[Records drawn from a dataset]
□ □ □ □ □ □ □

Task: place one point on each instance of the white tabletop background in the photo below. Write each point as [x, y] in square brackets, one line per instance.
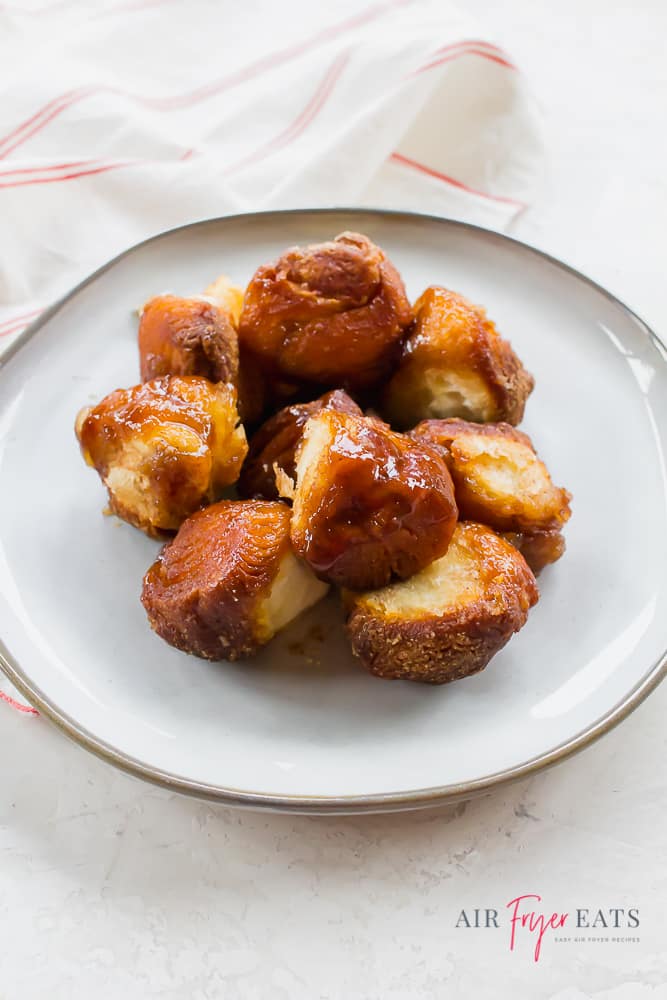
[110, 888]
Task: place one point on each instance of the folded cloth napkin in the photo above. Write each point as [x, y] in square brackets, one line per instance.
[122, 119]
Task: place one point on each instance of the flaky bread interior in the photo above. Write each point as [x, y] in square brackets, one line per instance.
[450, 583]
[502, 482]
[130, 480]
[439, 393]
[318, 436]
[226, 294]
[295, 588]
[450, 619]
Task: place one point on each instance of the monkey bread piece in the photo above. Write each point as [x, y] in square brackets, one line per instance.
[498, 478]
[369, 504]
[228, 296]
[164, 448]
[187, 337]
[330, 314]
[449, 620]
[273, 446]
[228, 581]
[455, 364]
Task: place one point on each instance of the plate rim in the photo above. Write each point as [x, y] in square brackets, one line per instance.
[326, 804]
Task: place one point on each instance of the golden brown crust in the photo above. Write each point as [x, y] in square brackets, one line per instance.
[498, 477]
[253, 390]
[203, 593]
[329, 314]
[164, 448]
[274, 444]
[190, 336]
[470, 603]
[455, 364]
[370, 503]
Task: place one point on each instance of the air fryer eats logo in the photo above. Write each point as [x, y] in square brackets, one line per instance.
[529, 923]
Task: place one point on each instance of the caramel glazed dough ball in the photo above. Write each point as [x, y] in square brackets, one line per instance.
[455, 364]
[164, 448]
[332, 314]
[228, 581]
[273, 446]
[500, 481]
[449, 620]
[369, 504]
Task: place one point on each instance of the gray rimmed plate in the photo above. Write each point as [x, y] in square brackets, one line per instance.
[302, 726]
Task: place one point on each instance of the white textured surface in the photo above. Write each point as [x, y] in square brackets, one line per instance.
[109, 888]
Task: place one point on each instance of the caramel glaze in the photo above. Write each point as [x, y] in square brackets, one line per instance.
[187, 337]
[387, 508]
[330, 314]
[275, 443]
[203, 592]
[177, 435]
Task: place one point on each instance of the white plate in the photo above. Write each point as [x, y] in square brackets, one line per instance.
[286, 731]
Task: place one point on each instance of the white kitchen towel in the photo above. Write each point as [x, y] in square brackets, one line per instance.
[122, 119]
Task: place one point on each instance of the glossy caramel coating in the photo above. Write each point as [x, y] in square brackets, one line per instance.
[498, 477]
[538, 548]
[274, 444]
[369, 504]
[452, 618]
[228, 581]
[190, 336]
[164, 448]
[455, 364]
[329, 314]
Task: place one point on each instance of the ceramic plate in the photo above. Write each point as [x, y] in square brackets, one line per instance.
[303, 726]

□ □ □ □ □ □ □

§ **ACTION ITEM**:
The reply must hold every line above exactly as written and none of the pictures.

§ **SOLUTION FOR THIS EXERCISE**:
Task: place one point on each instance of the white tabletop background in the photo below. Write each point as [x, y] in square brackets, one line per instance.
[110, 888]
Task: place one point on each instance of the folded cloth napkin in the photo above. Write each point as [x, y] in square brackets, one line per instance.
[122, 119]
Task: place one point on each instance of the flaky bread interior in the photo above. Write each point as [x, y] in square brackets, one line per instance.
[450, 583]
[502, 482]
[130, 480]
[439, 393]
[318, 436]
[226, 294]
[295, 588]
[450, 619]
Task: place one point on each instance of the monkey bread piece in the photo above. Write each point as [x, y] in square brackets, one line per instance.
[498, 478]
[369, 504]
[228, 296]
[164, 448]
[187, 337]
[330, 314]
[449, 620]
[273, 446]
[228, 581]
[455, 364]
Task: place one point on each instance of the plate rim in the photo above. Write each point as [x, y] in square brackets, one line per instance.
[326, 804]
Task: place one point on each instance of the golden brown crust in the photo above. Write each point as [x, y] in square brackets, one line per instance.
[498, 477]
[253, 390]
[203, 593]
[329, 314]
[164, 448]
[274, 444]
[190, 336]
[470, 603]
[455, 364]
[370, 503]
Task: place one point on each instance of the air fryer eats logo in the photo above. Write each point as [x, y] in square brackets, one line per instance.
[529, 923]
Task: place one point on each instance of the caramel glazed dough ball in the photo above. Write each point as [x, y] in square brackets, one line per instance.
[455, 364]
[164, 448]
[332, 314]
[228, 581]
[273, 446]
[500, 481]
[449, 620]
[369, 504]
Task: place one point on each instance of the gray rimmed plate in the photo above. Write each point as [x, y] in square brackets, one line per instance.
[302, 726]
Task: place one point on each instance of the white textured surface in the photo above. Write each point as [x, y] in square brackets, one line per instance.
[109, 888]
Task: place one point on each instance of the caramel glaze in the photo above. Write each point as [x, y] in square brackets, one line per instance.
[187, 337]
[387, 508]
[330, 314]
[275, 443]
[203, 592]
[177, 435]
Task: place one point on each instance of the white plate in the photo above. Write each point as [x, y] in square brackets, one line per instance.
[286, 731]
Task: place one point on each instance of the white kitchen towel in the photo above. Write each point as [x, y] in square brackets, one line per instance.
[122, 119]
Task: place one point on each instance of the glossy caramel coating in the photo above. Write each point as [x, y] in square brackets, one line per instance.
[498, 477]
[538, 548]
[274, 444]
[369, 504]
[452, 618]
[228, 581]
[190, 336]
[164, 448]
[455, 364]
[329, 314]
Task: place one point on each instance of the ceramic plate in the photo above. Write each point as [x, y] in square brackets, one line per instance.
[303, 726]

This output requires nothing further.